ASSIGNMENT: Exactly as they stand, write out all of the entries again.

SUPPLIED MATERIAL:
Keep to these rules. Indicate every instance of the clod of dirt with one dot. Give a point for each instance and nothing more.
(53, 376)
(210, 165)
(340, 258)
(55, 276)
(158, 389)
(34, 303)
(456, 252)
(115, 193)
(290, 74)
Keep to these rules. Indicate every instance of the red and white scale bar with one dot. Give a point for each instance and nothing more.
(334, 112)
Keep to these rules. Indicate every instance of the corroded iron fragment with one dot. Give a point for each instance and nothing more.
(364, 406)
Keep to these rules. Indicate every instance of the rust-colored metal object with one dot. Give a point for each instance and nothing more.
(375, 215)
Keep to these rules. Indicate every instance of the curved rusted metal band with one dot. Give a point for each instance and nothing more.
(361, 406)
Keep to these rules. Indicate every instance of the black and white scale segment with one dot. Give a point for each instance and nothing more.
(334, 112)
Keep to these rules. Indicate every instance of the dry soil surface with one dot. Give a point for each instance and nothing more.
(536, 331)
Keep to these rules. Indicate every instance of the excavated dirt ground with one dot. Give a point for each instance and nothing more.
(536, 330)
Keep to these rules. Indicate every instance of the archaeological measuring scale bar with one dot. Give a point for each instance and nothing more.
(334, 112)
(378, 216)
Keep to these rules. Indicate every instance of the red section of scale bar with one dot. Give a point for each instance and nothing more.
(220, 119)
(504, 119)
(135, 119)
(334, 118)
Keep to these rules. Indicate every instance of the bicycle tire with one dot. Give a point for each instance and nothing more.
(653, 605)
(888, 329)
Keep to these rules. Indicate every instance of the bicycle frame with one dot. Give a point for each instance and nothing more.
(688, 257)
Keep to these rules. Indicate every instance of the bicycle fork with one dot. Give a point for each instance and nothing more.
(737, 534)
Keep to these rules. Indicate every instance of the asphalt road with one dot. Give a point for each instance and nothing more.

EXERCISE OUTPUT:
Keep to these rules. Indicate every instance of the clod of dirt with one dot. Give a point for each instance and nothing more.
(53, 376)
(210, 165)
(340, 258)
(55, 276)
(158, 389)
(34, 303)
(456, 252)
(115, 193)
(290, 74)
Keep to these rules. Indicate every instance of the red and white scale bar with one dot. Give a point for each instance and nothing more.
(334, 112)
Keep to these rules. Indicate every instance of the corroded iron fragment with one dot. Give a point for each instance and nothing more.
(364, 406)
Keep to these rules. Indicate every instance of the rust-colored metal object with one dot. Give a point for each instance and nothing more.
(375, 215)
Keep to these rules. Indicate every instance of the curved rusted metal band with one dot. Give a point for each instance and nothing more.
(361, 406)
Keep to these rules. Indicate every instance of the black and white scale segment with one dot. Give a point for each instance and nothing more.
(334, 112)
Keep to these rules. Indicate every instance of the dry soil surface with one dot. Give a point for each instance and nothing more.
(536, 331)
Keep to these rules. Indicate every instance of the excavated dirt ground with one dot. Give a point for each instance and nothing more.
(536, 330)
Keep to these rules. Indicate every instance of the archaeological measuring scale bar with one dot. Give a point for each instance and nothing more.
(334, 112)
(378, 216)
Keep to these rules. Indicate every instance of the red section of scale bar with one dot. Give a point for each instance and nothing more.
(220, 119)
(504, 119)
(135, 119)
(334, 118)
Keep to these rules. Indicate every instance of the bicycle tire with one dot. Give a point for each instance and nothing more.
(653, 605)
(888, 329)
Keep to these rules. Indicate every instance of the bicycle frame with one dot. Give a point for each instance and nothing more.
(688, 257)
Keep to these rules. Indicate every instance of the bicycle fork with one dot. Give a point for each instance and nothing more.
(737, 534)
Keep to these rules. Indicate every instance of the asphalt road with one dot. Give a point for each instance and nothing more.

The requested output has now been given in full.